The data:

***

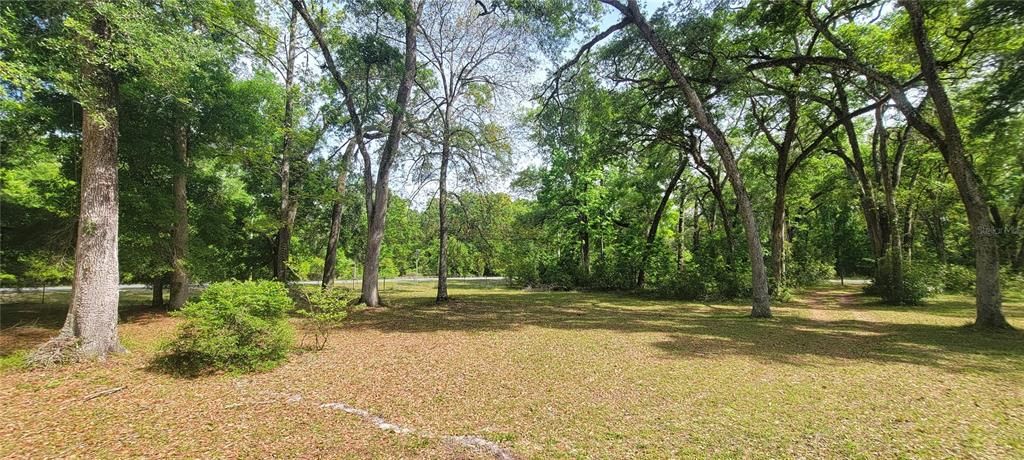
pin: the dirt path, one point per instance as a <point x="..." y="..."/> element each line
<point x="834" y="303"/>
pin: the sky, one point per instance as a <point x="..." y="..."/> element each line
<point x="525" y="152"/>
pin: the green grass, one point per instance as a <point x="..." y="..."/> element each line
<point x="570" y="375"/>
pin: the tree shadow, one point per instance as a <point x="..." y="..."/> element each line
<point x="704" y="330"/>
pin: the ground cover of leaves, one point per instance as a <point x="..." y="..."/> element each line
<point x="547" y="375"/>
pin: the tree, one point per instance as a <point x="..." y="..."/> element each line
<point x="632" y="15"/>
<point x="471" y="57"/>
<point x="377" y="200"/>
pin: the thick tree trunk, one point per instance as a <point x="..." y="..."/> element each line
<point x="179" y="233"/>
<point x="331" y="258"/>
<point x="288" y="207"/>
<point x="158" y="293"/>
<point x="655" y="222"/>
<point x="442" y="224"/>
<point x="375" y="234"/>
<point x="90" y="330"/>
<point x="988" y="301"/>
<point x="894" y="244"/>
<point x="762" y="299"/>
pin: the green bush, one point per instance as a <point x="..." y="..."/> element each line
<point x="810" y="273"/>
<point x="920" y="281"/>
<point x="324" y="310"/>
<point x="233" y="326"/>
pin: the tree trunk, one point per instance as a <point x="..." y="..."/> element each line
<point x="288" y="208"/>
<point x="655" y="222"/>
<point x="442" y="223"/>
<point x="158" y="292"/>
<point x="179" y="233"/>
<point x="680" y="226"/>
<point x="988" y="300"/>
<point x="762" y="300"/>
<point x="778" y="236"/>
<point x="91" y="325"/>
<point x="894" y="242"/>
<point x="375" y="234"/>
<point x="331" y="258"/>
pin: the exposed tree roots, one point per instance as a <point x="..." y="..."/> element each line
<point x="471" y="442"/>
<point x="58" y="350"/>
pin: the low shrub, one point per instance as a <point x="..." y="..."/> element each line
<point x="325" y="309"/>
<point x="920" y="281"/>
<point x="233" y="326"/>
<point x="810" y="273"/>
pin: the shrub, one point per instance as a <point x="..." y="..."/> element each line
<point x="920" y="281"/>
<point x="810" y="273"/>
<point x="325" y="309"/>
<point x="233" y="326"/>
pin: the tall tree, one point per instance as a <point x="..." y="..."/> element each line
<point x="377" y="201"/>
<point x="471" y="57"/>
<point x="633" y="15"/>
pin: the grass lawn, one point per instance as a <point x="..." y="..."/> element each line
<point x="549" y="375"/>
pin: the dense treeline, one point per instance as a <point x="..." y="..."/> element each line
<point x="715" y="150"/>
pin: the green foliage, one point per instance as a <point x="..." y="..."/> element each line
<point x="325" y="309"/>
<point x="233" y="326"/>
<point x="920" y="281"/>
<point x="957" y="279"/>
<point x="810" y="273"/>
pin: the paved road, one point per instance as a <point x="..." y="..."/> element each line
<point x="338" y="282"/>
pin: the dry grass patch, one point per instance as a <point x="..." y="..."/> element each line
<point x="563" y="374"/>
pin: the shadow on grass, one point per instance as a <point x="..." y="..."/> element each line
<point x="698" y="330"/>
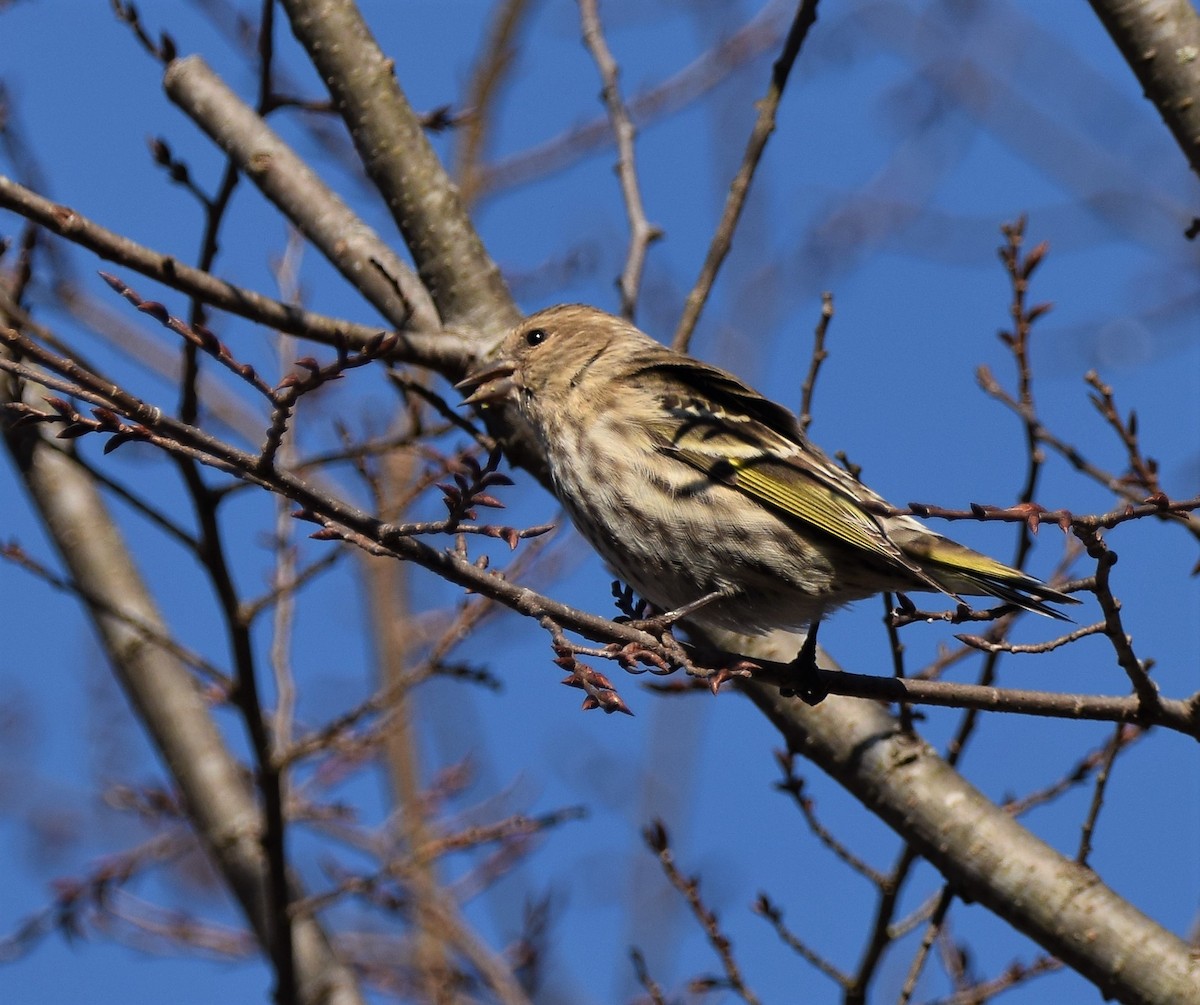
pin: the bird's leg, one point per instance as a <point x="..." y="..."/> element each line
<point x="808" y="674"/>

***

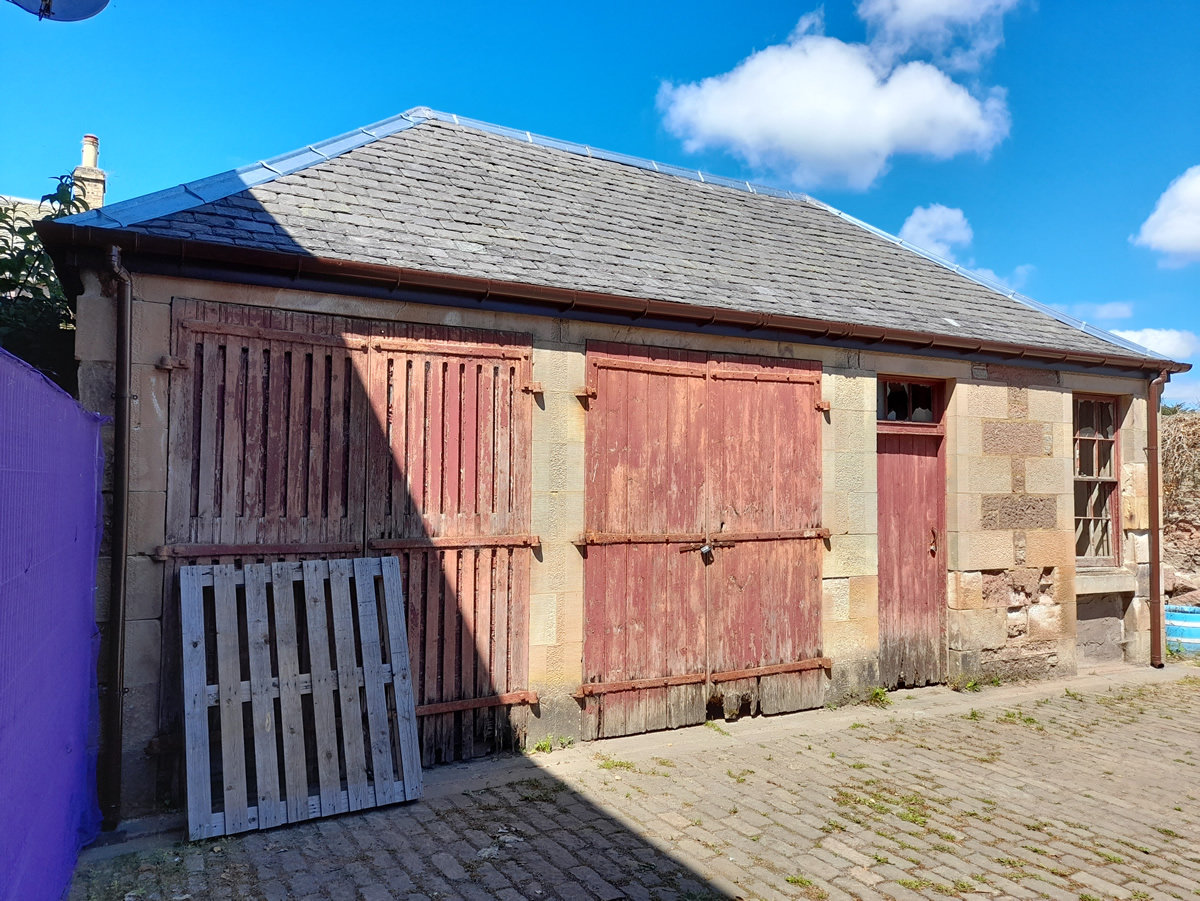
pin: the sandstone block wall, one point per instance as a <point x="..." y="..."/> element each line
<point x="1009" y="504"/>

***

What you will do:
Pull out every line of the material above that contains the string "green". Case counts.

Answer to the exercise:
pin: the green grass, one point per instance as a <point x="..." y="..."/> element each line
pin: the green bush, one point per instance as a <point x="..." y="..."/> element each line
pin: the green foliage, one point per instance as a <point x="..." y="..."/> element each line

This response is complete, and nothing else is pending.